Exercise requirements:
Review the material line by line. Identify and copy every line that contains the string "water".

Data records:
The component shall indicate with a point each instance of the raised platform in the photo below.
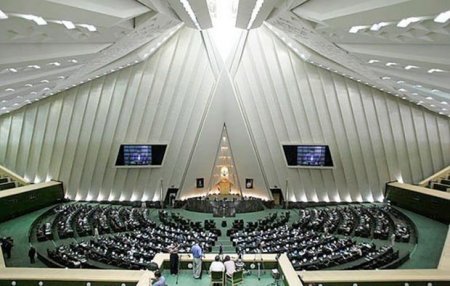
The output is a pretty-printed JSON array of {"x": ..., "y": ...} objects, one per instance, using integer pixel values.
[{"x": 224, "y": 207}]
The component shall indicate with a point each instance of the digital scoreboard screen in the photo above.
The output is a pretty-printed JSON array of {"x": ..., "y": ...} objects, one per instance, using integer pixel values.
[
  {"x": 308, "y": 155},
  {"x": 140, "y": 155}
]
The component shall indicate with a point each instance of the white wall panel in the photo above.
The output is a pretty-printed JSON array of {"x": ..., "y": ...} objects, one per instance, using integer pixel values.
[
  {"x": 74, "y": 136},
  {"x": 373, "y": 137}
]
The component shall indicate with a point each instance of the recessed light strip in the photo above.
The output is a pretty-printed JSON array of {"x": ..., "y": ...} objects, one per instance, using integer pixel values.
[
  {"x": 190, "y": 12},
  {"x": 255, "y": 12}
]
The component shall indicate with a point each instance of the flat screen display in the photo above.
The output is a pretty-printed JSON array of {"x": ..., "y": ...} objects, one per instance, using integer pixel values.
[
  {"x": 140, "y": 155},
  {"x": 308, "y": 155}
]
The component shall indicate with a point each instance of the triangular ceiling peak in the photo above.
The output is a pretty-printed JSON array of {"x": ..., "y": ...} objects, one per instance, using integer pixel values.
[
  {"x": 224, "y": 177},
  {"x": 224, "y": 110}
]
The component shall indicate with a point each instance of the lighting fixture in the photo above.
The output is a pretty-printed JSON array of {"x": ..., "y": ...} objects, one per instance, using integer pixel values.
[
  {"x": 38, "y": 20},
  {"x": 190, "y": 12},
  {"x": 441, "y": 18},
  {"x": 3, "y": 15},
  {"x": 435, "y": 70},
  {"x": 411, "y": 67},
  {"x": 91, "y": 28},
  {"x": 355, "y": 29},
  {"x": 255, "y": 12},
  {"x": 405, "y": 22},
  {"x": 68, "y": 24},
  {"x": 378, "y": 26}
]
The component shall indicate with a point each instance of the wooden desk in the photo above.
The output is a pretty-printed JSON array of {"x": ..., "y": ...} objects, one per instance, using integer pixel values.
[{"x": 331, "y": 277}]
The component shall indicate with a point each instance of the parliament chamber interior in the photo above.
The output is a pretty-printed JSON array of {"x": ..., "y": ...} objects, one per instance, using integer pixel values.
[{"x": 303, "y": 142}]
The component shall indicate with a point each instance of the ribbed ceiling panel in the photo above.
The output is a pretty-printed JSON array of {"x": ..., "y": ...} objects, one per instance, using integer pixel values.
[
  {"x": 75, "y": 136},
  {"x": 373, "y": 137}
]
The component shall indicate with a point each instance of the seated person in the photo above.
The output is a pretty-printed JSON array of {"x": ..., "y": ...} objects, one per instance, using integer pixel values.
[
  {"x": 159, "y": 280},
  {"x": 216, "y": 265},
  {"x": 230, "y": 267}
]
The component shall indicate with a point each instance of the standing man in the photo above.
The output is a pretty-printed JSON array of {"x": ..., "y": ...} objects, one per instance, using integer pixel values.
[
  {"x": 159, "y": 280},
  {"x": 32, "y": 254},
  {"x": 197, "y": 254}
]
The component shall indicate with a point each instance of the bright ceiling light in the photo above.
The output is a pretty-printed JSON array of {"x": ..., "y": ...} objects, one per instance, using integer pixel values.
[
  {"x": 443, "y": 17},
  {"x": 68, "y": 24},
  {"x": 378, "y": 26},
  {"x": 435, "y": 70},
  {"x": 255, "y": 12},
  {"x": 190, "y": 12},
  {"x": 355, "y": 29},
  {"x": 3, "y": 15},
  {"x": 405, "y": 22},
  {"x": 411, "y": 67},
  {"x": 223, "y": 17},
  {"x": 91, "y": 28},
  {"x": 38, "y": 20}
]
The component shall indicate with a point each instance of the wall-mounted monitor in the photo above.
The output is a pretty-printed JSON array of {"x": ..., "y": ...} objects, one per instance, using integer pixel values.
[
  {"x": 140, "y": 155},
  {"x": 308, "y": 156}
]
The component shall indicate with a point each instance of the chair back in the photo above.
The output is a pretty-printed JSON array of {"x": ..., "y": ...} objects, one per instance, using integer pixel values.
[
  {"x": 238, "y": 276},
  {"x": 217, "y": 276}
]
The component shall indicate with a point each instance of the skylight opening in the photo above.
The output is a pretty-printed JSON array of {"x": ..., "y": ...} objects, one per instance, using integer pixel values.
[{"x": 223, "y": 17}]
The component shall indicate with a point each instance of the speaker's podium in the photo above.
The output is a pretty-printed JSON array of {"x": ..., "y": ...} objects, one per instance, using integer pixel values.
[{"x": 224, "y": 205}]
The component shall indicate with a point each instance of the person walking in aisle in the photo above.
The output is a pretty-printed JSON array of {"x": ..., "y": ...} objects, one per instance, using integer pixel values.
[{"x": 197, "y": 254}]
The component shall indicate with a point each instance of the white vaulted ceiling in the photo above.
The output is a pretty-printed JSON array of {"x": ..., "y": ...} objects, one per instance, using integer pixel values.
[{"x": 51, "y": 45}]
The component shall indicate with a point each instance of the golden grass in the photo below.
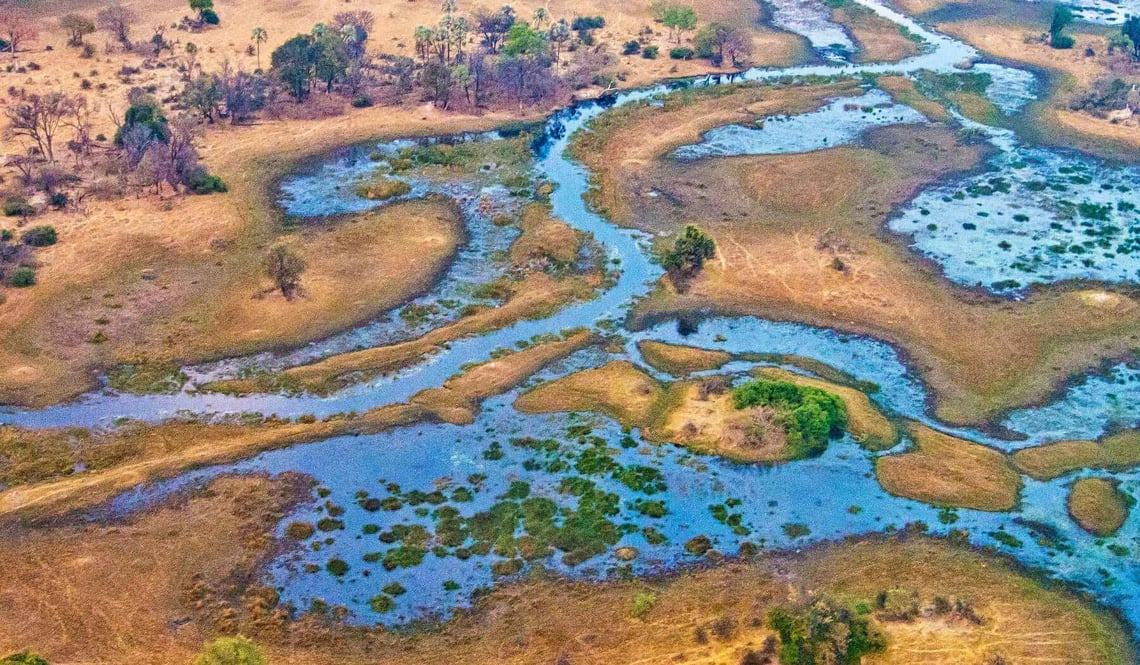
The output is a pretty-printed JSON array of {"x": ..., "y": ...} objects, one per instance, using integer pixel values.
[
  {"x": 878, "y": 39},
  {"x": 947, "y": 471},
  {"x": 1098, "y": 505},
  {"x": 781, "y": 221},
  {"x": 1115, "y": 453},
  {"x": 145, "y": 453},
  {"x": 865, "y": 422},
  {"x": 544, "y": 237},
  {"x": 681, "y": 361},
  {"x": 112, "y": 592},
  {"x": 619, "y": 390}
]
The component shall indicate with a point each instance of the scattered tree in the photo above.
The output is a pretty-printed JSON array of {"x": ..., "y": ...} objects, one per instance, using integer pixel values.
[
  {"x": 78, "y": 27},
  {"x": 285, "y": 268},
  {"x": 16, "y": 29},
  {"x": 117, "y": 21},
  {"x": 39, "y": 118},
  {"x": 259, "y": 38}
]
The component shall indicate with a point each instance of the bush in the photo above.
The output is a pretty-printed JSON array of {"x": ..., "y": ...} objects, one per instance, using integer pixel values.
[
  {"x": 643, "y": 602},
  {"x": 23, "y": 658},
  {"x": 237, "y": 650},
  {"x": 1061, "y": 41},
  {"x": 17, "y": 207},
  {"x": 40, "y": 236},
  {"x": 200, "y": 181}
]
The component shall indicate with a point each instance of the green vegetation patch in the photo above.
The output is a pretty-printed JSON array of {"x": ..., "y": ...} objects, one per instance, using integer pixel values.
[{"x": 808, "y": 415}]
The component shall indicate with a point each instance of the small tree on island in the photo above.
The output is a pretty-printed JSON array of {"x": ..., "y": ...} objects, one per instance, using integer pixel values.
[
  {"x": 689, "y": 254},
  {"x": 285, "y": 268},
  {"x": 237, "y": 650}
]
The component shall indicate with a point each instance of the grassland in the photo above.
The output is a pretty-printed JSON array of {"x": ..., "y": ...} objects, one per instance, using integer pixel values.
[
  {"x": 951, "y": 472},
  {"x": 1098, "y": 505},
  {"x": 799, "y": 237},
  {"x": 164, "y": 568},
  {"x": 678, "y": 359},
  {"x": 45, "y": 461},
  {"x": 1114, "y": 453}
]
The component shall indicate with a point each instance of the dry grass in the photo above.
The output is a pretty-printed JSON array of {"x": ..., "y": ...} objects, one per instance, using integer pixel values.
[
  {"x": 681, "y": 361},
  {"x": 781, "y": 221},
  {"x": 1098, "y": 505},
  {"x": 1115, "y": 453},
  {"x": 619, "y": 390},
  {"x": 947, "y": 471},
  {"x": 145, "y": 453},
  {"x": 878, "y": 39},
  {"x": 163, "y": 586},
  {"x": 865, "y": 422}
]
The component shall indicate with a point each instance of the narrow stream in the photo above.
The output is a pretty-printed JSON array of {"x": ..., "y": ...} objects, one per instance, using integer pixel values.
[{"x": 426, "y": 479}]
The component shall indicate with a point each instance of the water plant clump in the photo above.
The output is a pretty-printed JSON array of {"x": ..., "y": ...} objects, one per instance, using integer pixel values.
[{"x": 809, "y": 416}]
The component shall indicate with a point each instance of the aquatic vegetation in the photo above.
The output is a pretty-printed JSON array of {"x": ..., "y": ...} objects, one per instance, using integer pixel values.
[{"x": 808, "y": 415}]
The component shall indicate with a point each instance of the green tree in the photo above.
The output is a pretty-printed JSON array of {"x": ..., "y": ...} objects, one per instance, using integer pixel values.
[
  {"x": 201, "y": 7},
  {"x": 285, "y": 268},
  {"x": 259, "y": 38},
  {"x": 677, "y": 18},
  {"x": 231, "y": 651},
  {"x": 292, "y": 63},
  {"x": 689, "y": 252},
  {"x": 76, "y": 26},
  {"x": 1131, "y": 30},
  {"x": 1063, "y": 16}
]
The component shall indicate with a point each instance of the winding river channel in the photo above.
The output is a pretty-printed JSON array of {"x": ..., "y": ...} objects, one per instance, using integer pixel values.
[{"x": 431, "y": 473}]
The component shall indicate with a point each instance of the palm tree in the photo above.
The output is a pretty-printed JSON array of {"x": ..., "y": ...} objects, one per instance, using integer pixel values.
[{"x": 259, "y": 35}]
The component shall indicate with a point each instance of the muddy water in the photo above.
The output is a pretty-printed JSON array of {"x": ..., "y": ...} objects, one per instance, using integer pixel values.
[{"x": 788, "y": 505}]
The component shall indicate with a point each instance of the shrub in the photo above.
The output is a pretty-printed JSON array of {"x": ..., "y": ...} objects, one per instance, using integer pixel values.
[
  {"x": 238, "y": 650},
  {"x": 40, "y": 236},
  {"x": 23, "y": 658},
  {"x": 643, "y": 602},
  {"x": 201, "y": 181},
  {"x": 17, "y": 207}
]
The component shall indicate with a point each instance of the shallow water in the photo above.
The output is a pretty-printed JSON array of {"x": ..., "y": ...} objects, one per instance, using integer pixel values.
[
  {"x": 839, "y": 122},
  {"x": 831, "y": 496}
]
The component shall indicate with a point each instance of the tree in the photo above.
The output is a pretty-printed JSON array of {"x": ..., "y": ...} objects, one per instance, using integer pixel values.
[
  {"x": 202, "y": 7},
  {"x": 78, "y": 27},
  {"x": 237, "y": 650},
  {"x": 39, "y": 118},
  {"x": 689, "y": 252},
  {"x": 717, "y": 40},
  {"x": 204, "y": 95},
  {"x": 259, "y": 38},
  {"x": 285, "y": 268},
  {"x": 117, "y": 21},
  {"x": 1063, "y": 16},
  {"x": 1131, "y": 30},
  {"x": 677, "y": 18},
  {"x": 16, "y": 29},
  {"x": 494, "y": 25},
  {"x": 293, "y": 62}
]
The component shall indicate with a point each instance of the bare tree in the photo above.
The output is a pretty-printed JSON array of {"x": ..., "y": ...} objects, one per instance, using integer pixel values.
[
  {"x": 78, "y": 26},
  {"x": 117, "y": 21},
  {"x": 39, "y": 118},
  {"x": 16, "y": 29}
]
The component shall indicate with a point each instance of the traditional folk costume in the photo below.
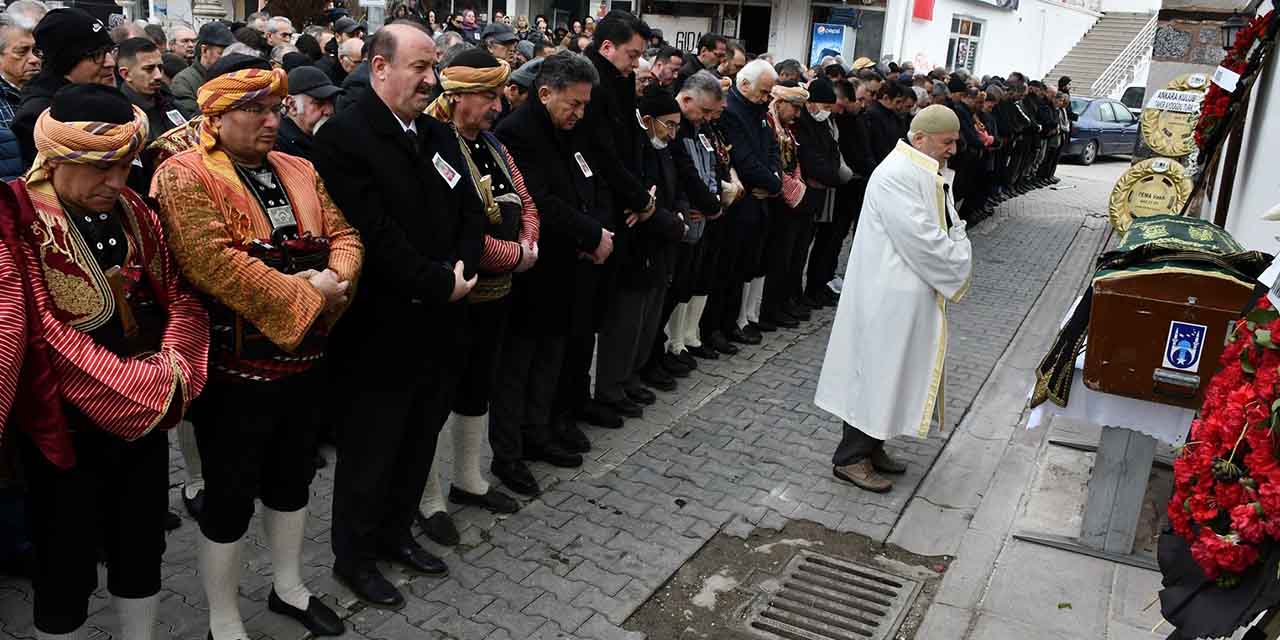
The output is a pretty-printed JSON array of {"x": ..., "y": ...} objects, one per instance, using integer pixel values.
[
  {"x": 240, "y": 233},
  {"x": 112, "y": 350},
  {"x": 882, "y": 373},
  {"x": 511, "y": 224}
]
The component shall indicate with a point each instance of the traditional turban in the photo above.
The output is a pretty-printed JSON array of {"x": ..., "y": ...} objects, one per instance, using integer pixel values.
[
  {"x": 460, "y": 78},
  {"x": 86, "y": 142},
  {"x": 795, "y": 95}
]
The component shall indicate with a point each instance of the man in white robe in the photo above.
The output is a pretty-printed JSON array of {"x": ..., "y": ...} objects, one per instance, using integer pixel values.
[{"x": 882, "y": 374}]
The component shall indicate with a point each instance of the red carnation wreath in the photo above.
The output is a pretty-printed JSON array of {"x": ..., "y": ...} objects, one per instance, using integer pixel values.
[
  {"x": 1226, "y": 478},
  {"x": 1216, "y": 100}
]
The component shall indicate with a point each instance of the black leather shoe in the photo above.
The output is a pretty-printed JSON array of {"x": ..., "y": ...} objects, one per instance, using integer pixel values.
[
  {"x": 172, "y": 521},
  {"x": 572, "y": 439},
  {"x": 439, "y": 528},
  {"x": 415, "y": 558},
  {"x": 319, "y": 618},
  {"x": 516, "y": 476},
  {"x": 737, "y": 336},
  {"x": 704, "y": 351},
  {"x": 658, "y": 379},
  {"x": 195, "y": 506},
  {"x": 599, "y": 415},
  {"x": 370, "y": 586},
  {"x": 624, "y": 407},
  {"x": 553, "y": 455},
  {"x": 492, "y": 499}
]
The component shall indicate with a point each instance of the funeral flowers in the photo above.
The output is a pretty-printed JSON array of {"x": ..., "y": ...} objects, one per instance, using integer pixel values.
[{"x": 1226, "y": 479}]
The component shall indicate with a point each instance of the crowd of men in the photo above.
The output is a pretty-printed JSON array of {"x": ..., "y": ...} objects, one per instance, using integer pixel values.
[{"x": 266, "y": 240}]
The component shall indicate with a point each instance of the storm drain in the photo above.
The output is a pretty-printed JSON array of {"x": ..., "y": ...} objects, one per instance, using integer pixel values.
[{"x": 824, "y": 598}]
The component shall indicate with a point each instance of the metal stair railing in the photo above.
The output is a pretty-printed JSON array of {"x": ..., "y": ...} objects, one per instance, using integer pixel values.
[{"x": 1124, "y": 64}]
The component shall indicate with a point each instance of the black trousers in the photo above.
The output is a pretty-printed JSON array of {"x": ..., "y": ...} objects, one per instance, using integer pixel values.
[
  {"x": 525, "y": 393},
  {"x": 854, "y": 447},
  {"x": 479, "y": 365},
  {"x": 787, "y": 231},
  {"x": 114, "y": 499},
  {"x": 384, "y": 457},
  {"x": 256, "y": 440}
]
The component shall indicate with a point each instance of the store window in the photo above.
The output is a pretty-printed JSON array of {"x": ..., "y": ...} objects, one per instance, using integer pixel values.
[{"x": 963, "y": 46}]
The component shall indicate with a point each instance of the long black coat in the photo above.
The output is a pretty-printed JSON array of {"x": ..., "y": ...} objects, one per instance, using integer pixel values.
[
  {"x": 414, "y": 227},
  {"x": 574, "y": 209}
]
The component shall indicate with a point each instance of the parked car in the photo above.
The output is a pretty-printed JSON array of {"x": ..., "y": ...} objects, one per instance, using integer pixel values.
[{"x": 1102, "y": 127}]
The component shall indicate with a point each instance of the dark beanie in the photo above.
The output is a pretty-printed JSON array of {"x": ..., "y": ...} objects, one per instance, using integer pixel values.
[
  {"x": 91, "y": 103},
  {"x": 67, "y": 36},
  {"x": 822, "y": 91}
]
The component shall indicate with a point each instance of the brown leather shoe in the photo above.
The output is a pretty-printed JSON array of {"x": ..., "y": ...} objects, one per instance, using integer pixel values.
[
  {"x": 886, "y": 465},
  {"x": 863, "y": 476}
]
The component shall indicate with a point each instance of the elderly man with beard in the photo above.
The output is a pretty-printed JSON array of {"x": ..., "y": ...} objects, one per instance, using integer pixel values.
[
  {"x": 471, "y": 105},
  {"x": 114, "y": 352},
  {"x": 256, "y": 232},
  {"x": 401, "y": 178},
  {"x": 310, "y": 105}
]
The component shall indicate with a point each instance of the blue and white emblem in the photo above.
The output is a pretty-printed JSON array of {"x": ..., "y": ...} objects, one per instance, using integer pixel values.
[{"x": 1184, "y": 346}]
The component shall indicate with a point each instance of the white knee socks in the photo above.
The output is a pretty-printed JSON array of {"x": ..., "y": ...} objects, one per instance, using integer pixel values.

Expected answer:
The component shall indicate with a point each instance of the water plant clump in the photo above.
The component shall indicate with a point each instance of the muddy water in the photo above.
The component shall indicate with a point each instance of the shallow water in the photo above.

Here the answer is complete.